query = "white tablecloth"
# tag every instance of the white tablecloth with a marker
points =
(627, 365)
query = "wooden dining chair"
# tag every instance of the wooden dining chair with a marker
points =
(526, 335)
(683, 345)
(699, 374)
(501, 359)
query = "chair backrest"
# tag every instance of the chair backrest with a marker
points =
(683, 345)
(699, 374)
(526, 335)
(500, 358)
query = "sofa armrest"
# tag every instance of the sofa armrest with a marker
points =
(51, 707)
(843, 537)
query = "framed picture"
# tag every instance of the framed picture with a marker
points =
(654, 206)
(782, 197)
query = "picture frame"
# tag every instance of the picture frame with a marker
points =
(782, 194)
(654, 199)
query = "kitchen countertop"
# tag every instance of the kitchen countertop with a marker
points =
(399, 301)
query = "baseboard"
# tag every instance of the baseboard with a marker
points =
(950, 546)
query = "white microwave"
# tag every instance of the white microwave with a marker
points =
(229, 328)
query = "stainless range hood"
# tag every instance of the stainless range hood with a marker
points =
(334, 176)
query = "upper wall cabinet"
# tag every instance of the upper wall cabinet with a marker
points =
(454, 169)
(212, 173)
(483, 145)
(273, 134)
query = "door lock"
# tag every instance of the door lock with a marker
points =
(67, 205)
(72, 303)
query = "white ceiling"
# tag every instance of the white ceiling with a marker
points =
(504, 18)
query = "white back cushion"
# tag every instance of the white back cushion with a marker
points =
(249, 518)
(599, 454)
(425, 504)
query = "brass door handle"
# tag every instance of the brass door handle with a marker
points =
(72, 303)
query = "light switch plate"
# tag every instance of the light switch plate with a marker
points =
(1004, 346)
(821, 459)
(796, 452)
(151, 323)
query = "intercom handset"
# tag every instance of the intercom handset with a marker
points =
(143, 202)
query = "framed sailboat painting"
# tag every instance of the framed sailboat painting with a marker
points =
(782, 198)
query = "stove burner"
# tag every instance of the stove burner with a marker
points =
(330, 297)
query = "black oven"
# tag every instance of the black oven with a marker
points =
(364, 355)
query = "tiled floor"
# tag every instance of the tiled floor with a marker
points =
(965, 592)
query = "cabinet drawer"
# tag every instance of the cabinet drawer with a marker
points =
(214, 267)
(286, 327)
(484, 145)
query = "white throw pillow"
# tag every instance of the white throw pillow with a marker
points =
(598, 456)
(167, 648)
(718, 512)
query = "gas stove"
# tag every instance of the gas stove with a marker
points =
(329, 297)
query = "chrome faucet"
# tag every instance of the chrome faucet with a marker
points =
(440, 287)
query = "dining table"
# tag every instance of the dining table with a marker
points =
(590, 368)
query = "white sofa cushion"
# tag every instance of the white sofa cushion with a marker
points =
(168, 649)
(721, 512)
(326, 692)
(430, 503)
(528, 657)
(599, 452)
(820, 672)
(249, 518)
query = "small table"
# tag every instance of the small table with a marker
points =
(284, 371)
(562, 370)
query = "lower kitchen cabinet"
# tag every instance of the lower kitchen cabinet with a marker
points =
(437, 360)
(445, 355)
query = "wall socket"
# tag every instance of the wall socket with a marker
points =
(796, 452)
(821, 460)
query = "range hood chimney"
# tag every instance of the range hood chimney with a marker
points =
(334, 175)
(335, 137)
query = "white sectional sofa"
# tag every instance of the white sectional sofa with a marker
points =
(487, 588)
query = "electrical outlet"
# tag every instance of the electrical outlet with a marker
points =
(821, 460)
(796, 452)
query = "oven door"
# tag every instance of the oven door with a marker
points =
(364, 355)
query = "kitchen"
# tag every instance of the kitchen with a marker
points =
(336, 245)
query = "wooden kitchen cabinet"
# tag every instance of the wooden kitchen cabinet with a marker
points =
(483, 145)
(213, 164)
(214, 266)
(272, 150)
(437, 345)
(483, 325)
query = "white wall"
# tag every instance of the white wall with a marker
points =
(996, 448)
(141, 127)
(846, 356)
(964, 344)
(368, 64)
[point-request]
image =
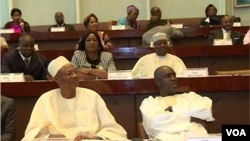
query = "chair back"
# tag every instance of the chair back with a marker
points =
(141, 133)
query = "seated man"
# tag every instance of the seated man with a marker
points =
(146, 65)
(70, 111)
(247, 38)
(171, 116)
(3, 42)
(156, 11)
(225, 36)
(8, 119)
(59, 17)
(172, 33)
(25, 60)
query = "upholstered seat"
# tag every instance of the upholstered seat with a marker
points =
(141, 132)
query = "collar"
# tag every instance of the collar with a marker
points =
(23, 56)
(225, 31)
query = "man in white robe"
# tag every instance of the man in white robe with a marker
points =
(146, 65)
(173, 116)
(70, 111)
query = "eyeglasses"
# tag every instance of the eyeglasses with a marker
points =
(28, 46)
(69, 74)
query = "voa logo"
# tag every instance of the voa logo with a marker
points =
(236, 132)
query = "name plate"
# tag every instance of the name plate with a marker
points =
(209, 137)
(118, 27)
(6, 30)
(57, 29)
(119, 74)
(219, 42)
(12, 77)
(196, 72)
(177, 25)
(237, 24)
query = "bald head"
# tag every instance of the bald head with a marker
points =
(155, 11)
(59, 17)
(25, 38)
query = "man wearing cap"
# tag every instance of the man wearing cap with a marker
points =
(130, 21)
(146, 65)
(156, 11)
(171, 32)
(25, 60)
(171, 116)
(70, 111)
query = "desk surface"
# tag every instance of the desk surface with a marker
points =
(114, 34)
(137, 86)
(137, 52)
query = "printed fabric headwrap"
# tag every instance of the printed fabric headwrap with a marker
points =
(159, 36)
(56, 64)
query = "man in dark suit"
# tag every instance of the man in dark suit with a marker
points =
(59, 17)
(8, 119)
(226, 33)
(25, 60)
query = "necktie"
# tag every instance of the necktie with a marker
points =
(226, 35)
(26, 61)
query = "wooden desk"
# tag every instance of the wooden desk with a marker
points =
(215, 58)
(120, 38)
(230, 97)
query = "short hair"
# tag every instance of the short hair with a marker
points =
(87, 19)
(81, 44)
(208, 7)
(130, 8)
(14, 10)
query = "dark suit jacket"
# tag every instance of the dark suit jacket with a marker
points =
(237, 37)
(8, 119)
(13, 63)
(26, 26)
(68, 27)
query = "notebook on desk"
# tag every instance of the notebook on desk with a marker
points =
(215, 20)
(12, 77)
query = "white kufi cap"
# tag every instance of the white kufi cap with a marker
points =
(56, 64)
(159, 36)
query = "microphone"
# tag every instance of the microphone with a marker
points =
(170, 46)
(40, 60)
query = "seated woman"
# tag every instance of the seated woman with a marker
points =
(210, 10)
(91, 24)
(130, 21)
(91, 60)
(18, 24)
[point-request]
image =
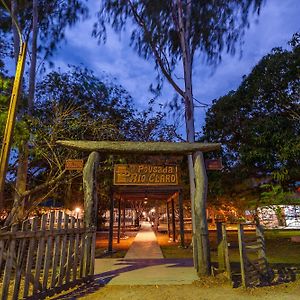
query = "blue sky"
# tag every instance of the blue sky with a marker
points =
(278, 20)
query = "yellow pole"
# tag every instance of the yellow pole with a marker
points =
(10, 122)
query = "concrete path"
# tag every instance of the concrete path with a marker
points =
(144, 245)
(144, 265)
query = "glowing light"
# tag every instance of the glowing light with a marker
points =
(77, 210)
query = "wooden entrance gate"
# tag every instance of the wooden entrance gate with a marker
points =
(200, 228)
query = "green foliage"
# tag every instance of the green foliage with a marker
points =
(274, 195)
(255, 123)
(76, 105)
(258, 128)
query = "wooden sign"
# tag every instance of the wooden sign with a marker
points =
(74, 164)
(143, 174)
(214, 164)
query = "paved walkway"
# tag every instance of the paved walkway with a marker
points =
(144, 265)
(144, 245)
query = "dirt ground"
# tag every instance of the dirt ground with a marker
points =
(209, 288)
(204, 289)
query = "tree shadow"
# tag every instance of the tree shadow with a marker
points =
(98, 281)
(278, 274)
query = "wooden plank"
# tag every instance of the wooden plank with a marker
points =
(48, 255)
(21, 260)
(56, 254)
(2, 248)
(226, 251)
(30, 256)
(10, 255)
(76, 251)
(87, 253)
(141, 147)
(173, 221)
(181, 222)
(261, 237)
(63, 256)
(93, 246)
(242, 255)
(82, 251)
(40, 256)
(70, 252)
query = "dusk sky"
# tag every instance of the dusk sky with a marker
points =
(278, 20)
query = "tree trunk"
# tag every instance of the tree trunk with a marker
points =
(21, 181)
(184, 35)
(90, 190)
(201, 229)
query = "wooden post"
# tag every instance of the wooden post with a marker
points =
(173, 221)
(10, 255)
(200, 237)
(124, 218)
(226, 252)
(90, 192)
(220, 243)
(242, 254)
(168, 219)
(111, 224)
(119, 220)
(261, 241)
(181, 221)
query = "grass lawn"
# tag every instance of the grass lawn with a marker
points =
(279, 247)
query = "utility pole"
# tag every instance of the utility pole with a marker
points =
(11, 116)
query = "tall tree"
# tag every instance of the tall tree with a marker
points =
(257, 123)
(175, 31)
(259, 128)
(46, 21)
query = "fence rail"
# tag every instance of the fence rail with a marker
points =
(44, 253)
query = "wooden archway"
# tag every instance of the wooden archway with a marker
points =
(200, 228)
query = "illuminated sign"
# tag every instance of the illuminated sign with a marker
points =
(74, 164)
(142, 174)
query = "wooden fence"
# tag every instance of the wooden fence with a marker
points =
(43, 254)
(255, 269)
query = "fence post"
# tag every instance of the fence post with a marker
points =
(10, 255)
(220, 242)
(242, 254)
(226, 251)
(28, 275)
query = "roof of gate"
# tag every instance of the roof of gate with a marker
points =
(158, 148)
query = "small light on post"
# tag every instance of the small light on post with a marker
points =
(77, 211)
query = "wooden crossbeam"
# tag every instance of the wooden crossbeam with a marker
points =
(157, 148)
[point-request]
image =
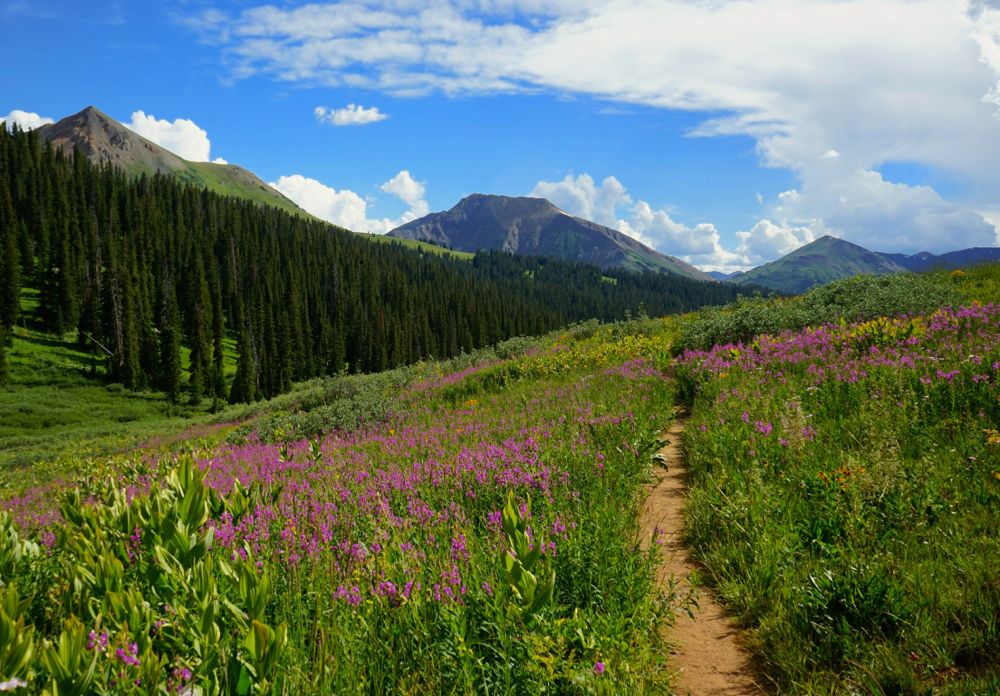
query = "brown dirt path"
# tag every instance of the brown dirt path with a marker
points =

+++++

- Problem details -
Gather every line above that contains the word "short".

- Answer to the problem -
query = "short hair"
# tag every instance of the short hair with a marker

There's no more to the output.